EXERCISE BRIEF: Repeat every line of the data exactly, but not the pictures.

(Labeled-object pointing entries)
◆ ◆ ◆ ◆
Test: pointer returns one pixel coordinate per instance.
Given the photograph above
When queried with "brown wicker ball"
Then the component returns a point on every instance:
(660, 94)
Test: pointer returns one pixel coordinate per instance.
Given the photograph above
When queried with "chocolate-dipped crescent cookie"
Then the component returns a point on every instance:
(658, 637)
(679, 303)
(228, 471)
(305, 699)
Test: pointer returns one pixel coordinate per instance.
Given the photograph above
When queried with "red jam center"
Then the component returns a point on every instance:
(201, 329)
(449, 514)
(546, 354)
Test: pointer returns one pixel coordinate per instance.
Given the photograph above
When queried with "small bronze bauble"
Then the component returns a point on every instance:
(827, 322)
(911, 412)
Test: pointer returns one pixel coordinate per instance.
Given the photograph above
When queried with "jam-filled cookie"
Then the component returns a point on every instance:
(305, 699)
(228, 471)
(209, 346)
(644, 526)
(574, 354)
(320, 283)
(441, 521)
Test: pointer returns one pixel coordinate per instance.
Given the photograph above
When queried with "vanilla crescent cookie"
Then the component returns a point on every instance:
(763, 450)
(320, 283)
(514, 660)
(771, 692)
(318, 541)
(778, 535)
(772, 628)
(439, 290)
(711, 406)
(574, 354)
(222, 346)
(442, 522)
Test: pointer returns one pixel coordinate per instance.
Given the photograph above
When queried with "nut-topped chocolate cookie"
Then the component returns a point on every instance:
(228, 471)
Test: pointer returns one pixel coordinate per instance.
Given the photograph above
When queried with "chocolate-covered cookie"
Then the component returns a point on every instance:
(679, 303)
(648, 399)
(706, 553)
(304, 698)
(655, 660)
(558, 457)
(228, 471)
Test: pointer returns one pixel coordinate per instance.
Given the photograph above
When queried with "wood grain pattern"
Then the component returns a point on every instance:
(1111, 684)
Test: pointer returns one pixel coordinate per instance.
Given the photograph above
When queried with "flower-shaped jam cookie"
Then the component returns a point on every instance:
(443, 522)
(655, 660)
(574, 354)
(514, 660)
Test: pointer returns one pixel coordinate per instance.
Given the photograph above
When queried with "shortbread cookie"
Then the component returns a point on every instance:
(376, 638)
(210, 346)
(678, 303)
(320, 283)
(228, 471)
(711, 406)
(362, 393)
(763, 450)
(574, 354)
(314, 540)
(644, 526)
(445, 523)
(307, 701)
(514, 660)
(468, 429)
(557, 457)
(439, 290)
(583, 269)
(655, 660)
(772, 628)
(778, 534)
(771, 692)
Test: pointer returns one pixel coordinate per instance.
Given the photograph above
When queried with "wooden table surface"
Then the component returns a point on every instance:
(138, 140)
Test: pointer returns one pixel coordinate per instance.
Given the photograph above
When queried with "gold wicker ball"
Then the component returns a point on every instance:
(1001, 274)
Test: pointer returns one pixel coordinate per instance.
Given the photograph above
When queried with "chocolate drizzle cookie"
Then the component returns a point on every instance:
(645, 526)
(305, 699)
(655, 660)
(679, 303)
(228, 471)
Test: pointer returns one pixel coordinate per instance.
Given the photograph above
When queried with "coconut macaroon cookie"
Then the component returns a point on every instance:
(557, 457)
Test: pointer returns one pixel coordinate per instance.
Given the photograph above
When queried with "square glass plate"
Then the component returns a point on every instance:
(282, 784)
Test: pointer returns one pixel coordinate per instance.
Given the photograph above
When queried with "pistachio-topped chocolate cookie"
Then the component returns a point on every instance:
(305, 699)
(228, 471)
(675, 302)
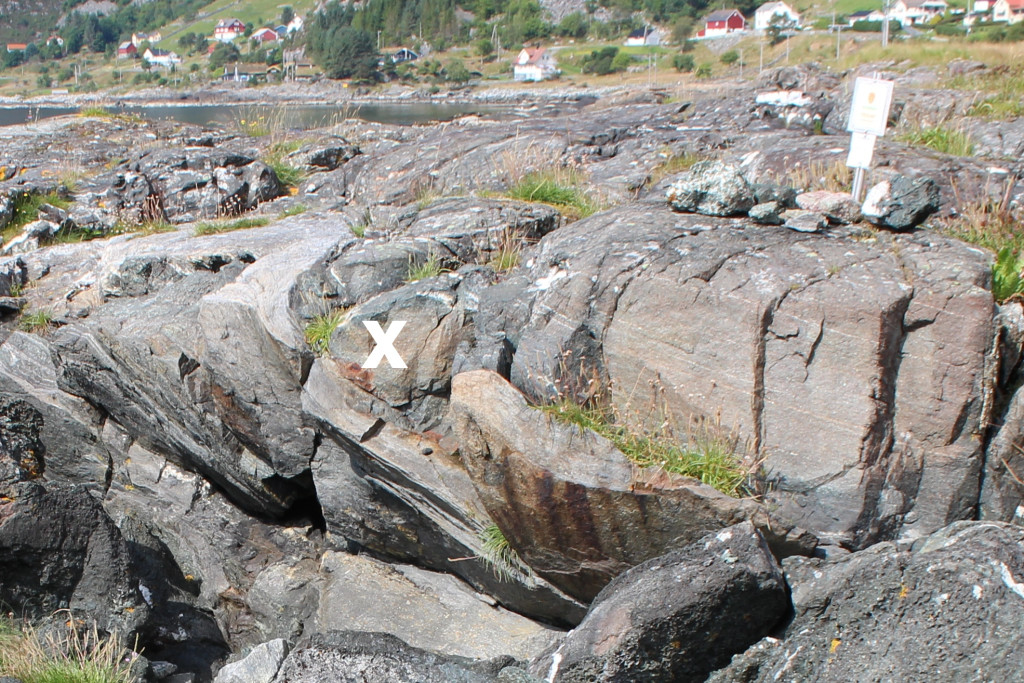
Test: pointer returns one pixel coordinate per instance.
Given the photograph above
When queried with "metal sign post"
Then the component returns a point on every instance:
(868, 118)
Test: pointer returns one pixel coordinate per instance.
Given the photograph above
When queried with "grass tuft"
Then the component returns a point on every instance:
(69, 655)
(708, 456)
(946, 140)
(227, 226)
(499, 554)
(318, 331)
(37, 322)
(559, 187)
(428, 268)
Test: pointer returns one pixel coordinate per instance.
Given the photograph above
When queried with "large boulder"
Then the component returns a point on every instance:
(676, 617)
(713, 188)
(573, 507)
(854, 367)
(950, 610)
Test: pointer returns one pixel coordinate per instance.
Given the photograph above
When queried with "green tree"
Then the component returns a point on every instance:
(683, 62)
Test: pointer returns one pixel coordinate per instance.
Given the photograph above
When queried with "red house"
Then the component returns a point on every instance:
(721, 23)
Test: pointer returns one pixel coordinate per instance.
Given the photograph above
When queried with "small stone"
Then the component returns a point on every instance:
(768, 213)
(804, 221)
(838, 207)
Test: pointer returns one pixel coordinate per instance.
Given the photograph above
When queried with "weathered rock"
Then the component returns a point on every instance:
(768, 213)
(676, 617)
(713, 188)
(950, 610)
(578, 512)
(260, 666)
(804, 221)
(838, 207)
(350, 656)
(59, 550)
(901, 203)
(756, 325)
(429, 610)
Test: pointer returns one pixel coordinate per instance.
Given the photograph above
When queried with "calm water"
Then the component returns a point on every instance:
(295, 117)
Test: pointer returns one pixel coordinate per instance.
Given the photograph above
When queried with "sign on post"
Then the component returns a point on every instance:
(868, 118)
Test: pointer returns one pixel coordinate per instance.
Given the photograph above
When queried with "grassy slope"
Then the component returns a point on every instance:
(258, 12)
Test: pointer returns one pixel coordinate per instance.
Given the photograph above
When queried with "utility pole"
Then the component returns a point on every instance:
(885, 24)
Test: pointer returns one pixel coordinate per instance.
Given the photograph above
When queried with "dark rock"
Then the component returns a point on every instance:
(59, 550)
(768, 213)
(712, 188)
(601, 513)
(349, 656)
(804, 221)
(951, 610)
(901, 203)
(665, 620)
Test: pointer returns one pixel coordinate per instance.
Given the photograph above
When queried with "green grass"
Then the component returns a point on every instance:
(27, 210)
(37, 322)
(431, 267)
(941, 138)
(498, 554)
(318, 331)
(227, 226)
(708, 456)
(65, 655)
(296, 210)
(1007, 282)
(276, 158)
(558, 187)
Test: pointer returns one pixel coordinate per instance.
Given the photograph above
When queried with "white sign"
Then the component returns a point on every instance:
(869, 112)
(861, 151)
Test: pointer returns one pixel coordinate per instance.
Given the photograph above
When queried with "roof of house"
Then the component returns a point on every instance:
(722, 14)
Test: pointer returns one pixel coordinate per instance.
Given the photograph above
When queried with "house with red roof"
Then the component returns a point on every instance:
(722, 23)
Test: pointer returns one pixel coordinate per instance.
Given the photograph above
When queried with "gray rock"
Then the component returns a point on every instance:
(676, 617)
(804, 221)
(348, 656)
(768, 213)
(838, 207)
(951, 610)
(259, 666)
(59, 550)
(429, 610)
(712, 188)
(601, 514)
(901, 203)
(660, 308)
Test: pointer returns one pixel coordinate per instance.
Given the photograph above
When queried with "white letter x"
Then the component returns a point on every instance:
(385, 344)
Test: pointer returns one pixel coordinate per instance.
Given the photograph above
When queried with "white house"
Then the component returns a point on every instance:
(159, 57)
(228, 30)
(1010, 11)
(534, 63)
(766, 12)
(644, 36)
(909, 12)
◆ ◆ ◆ ◆
TASK RESULT:
Test: pointer returns one pixel coordinate per instance.
Given the photograph above
When queried with "brown wicker ball"
Then the component returns a point on every instance:
(660, 94)
Test: pointer returns one pixel coordinate per instance.
Given the photograph above
When queried with "chocolate-dipped crescent cookie"
Then the component returns a point on every instance:
(658, 637)
(679, 303)
(228, 471)
(305, 699)
Test: pointer returns one pixel coordinate per instance.
Given the photograph above
When queried with "red jam center"
Then the component returns a point on every instance:
(201, 329)
(449, 514)
(546, 354)
Test: pointer returns one pixel coordinate per instance.
Given the photograph above
When queried with "small bronze bauble"
Then the component returns a point on every instance:
(827, 322)
(911, 412)
Test: pointer returns one pixel coordinate per instance.
Given the photograph above
When queried with "jam-filled cookie"
Then the component returns a point on every instance:
(305, 699)
(228, 471)
(209, 346)
(644, 526)
(574, 354)
(320, 283)
(441, 521)
Test: pointer returns one pixel coordinate per instance.
Given the photograph above
When queried with "vanilla crescent cookie"
Then the component returns a point on every instance:
(763, 450)
(320, 283)
(514, 660)
(771, 692)
(318, 541)
(778, 535)
(772, 628)
(439, 290)
(711, 406)
(574, 354)
(222, 346)
(442, 522)
Test: pointer returns one pixel coordinate per instance.
Given the photograph above
When queried with "nut-topped chocolate cookie"
Then the component returns a point on every instance:
(228, 471)
Test: pointer returns one pixel coordinate per instance.
Given the photograph above
When queried with "chocolate-covered cookie"
Then the component returns a point on every instance:
(679, 303)
(648, 399)
(706, 553)
(304, 698)
(655, 660)
(558, 457)
(228, 471)
Test: pointer returns one pixel coordinate per instance.
Given the photograph above
When queried with "wood grain pattern"
Then the component returns a point on every instance:
(1111, 684)
Test: pointer returns one pixel coordinate per instance.
Given the photograph above
When queried with "flower-shaped jam cookie"
Then the component returns a point on every instance:
(443, 522)
(655, 660)
(574, 354)
(514, 660)
Test: pointer returns one pixel coordinate per instance.
Given the photograph above
When queried with "shortbread cookie"
Then the component returns a point on every instance:
(376, 638)
(210, 346)
(678, 303)
(320, 283)
(228, 471)
(711, 406)
(362, 393)
(763, 450)
(574, 354)
(314, 540)
(644, 526)
(445, 523)
(307, 701)
(514, 660)
(468, 429)
(557, 457)
(439, 290)
(583, 269)
(655, 660)
(772, 628)
(778, 534)
(771, 692)
Test: pointer returns one pixel coordinate per instance.
Given the photograph above
When queried with "wooden table surface"
Then the component returns a point on every instance:
(138, 140)
Test: pointer returns one pixel coordinate per instance.
Given the photograph above
When queried with "gold wicker ball"
Then the component returns a point on every instance:
(1001, 274)
Test: pointer returns one pixel coordinate per instance.
Given the photograph above
When queried with "chocolate drizzle cookie"
Then the component returns a point on every instance:
(645, 526)
(305, 699)
(655, 660)
(679, 303)
(228, 471)
Test: pointer returns one pixel coordinate per instance.
Given the photograph above
When queried with "coconut macaroon cookie"
Then the component returns a point on every instance:
(557, 457)
Test: pointer returns one pixel coordinate per instance.
Given the photograph above
When queried with "square glass plate"
Then the component returns a point on every instance:
(282, 784)
Test: pointer returns one pixel coordinate per instance.
Given the photograph above
When queried with "pistachio-topped chocolate cookie"
Then the component returns a point on every instance:
(305, 699)
(228, 471)
(675, 302)
Test: pointer returns one pixel coordinate per instance.
Given the photograph above
When queried with "metal sign post"
Then the component returns a point on every instance:
(868, 118)
Test: pointer returns one pixel coordinate per instance.
Given the photograph above
When queried with "grass tuft"
Then the component returns a point on every instance:
(69, 655)
(708, 456)
(946, 140)
(227, 226)
(499, 554)
(318, 331)
(37, 322)
(559, 187)
(428, 268)
Test: pointer returns one pixel coordinate per instance.
Given the photograph above
When queried with "large boulder"
Then the component returns a point on every instance:
(676, 617)
(713, 188)
(573, 507)
(854, 367)
(950, 610)
Test: pointer returns one pixel coordinate per instance.
Given the photograph above
When queried with "green tree"
Then the component returns a point on every instance:
(683, 62)
Test: pointer returns one pixel coordinate per instance.
Given the photograph above
When queried with "red house"
Then the component returns a point on every instance:
(721, 23)
Test: pointer returns one pixel coordinate per instance.
Given the photograph above
When queried with "small stone"
Then the component returns a point on every instance:
(768, 213)
(804, 221)
(838, 207)
Test: pointer returns one pixel coordinate per instance.
Given the photograph above
When queried with "weathered rock"
Then the component returns a point on every instance:
(768, 213)
(676, 617)
(713, 188)
(950, 610)
(578, 512)
(260, 666)
(804, 221)
(838, 207)
(350, 656)
(59, 550)
(901, 203)
(756, 325)
(429, 610)
Test: pointer returns one pixel coordinate per instance.
Given the photograph above
When queried with "calm water"
Then the component returns a point on every instance:
(295, 117)
Test: pointer returns one pixel coordinate per instance.
Given the photograph above
When queried with "sign on post"
Then the component returns a point on every instance:
(868, 118)
Test: pointer returns one pixel coordinate per instance.
Given the photograph above
When queried with "grassy slope"
Then the component returns a point on every instance:
(258, 12)
Test: pointer returns one pixel coordinate per instance.
Given the photograph above
When queried with "utility pole"
Then the component returns a point on every instance:
(885, 24)
Test: pointer returns one pixel coordinate per instance.
Given the photograph above
When queried with "dark rock"
Then the component returns a point on every instance:
(59, 550)
(768, 213)
(712, 188)
(601, 513)
(349, 656)
(804, 221)
(951, 610)
(901, 203)
(665, 620)
Test: pointer returns one pixel coordinate per instance.
Given the photograph above
When queried with "green grass"
Then the component returns a point on every instance:
(27, 210)
(37, 322)
(431, 267)
(941, 138)
(498, 554)
(318, 331)
(227, 226)
(708, 456)
(65, 655)
(296, 210)
(1007, 282)
(276, 158)
(558, 187)
Test: pointer returns one pixel coordinate per instance.
Given the photograph above
When queried with "white sign"
Then the component returns a point on every instance:
(869, 112)
(861, 151)
Test: pointer returns one pixel coordinate per instance.
Given the photograph above
When queried with "roof of house"
Then the component returns a point on every instance:
(722, 14)
Test: pointer returns one pixel coordinate per instance.
Given the photograph above
When queried with "house with red roof"
Then the component returns a point on every instance:
(722, 23)
Test: pointer returns one pixel coordinate per instance.
Given the photograph above
When queried with "gray rock"
Then the component returns a point on every instance:
(676, 617)
(804, 221)
(348, 656)
(768, 213)
(838, 207)
(951, 610)
(259, 666)
(59, 550)
(429, 610)
(712, 188)
(601, 514)
(901, 203)
(660, 308)
Test: pointer returns one pixel coordinate per instance.
Given the photograph above
When queried with "white letter x"
Then the component returns a point on every instance:
(385, 344)
Test: pointer returns one pixel coordinate per instance.
Given the photograph above
When queried with "white house"
Then the component returns a point on every instance:
(159, 57)
(228, 30)
(1010, 11)
(534, 63)
(766, 12)
(644, 36)
(909, 12)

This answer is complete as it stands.